*** Begin section ***

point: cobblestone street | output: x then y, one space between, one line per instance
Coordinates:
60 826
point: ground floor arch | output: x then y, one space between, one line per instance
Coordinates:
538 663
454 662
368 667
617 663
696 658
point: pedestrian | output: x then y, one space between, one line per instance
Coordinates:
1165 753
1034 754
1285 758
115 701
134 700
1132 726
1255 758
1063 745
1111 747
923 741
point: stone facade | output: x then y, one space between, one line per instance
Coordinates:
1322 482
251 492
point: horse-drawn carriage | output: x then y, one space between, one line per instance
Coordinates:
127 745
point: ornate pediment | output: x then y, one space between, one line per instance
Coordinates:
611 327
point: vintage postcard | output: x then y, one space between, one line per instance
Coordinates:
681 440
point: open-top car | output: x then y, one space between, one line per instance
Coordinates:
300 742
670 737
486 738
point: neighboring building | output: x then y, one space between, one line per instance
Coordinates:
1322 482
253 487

*** End section ***

__What is required__. Retype the whole of the material word for word.

__Solution to the problem__.
point: cobblestone street | output: x then y, one space between, one line per instance
Coordinates:
60 826
point: ground floor arch | output: x then y, one space between, one line per instance
Coordinates:
538 663
454 662
368 667
617 663
696 658
point: pedestrian | output: x then y, one space between, one line per instance
Coordinates:
1165 753
1034 754
1285 758
115 701
134 700
1132 726
1255 758
1063 745
1111 747
923 741
point: stone facade | output: x then y, one space between, one line per instance
Coordinates:
1322 482
251 492
point: horse-drawn carriage | output: x then y, one space between, one line per instance
Coordinates:
127 745
point: ornate pediment | output: x then y, one space between, one line per instance
Coordinates:
611 327
point: vintage postcard | output: x then y, one space between, one line per instance
Coordinates:
681 440
point: open-top car | output: x then y, one space between, one line per instance
Coordinates:
300 742
670 737
486 738
point: neighboring building | output: x then y, one space between, one line per instance
Coordinates:
1322 482
253 487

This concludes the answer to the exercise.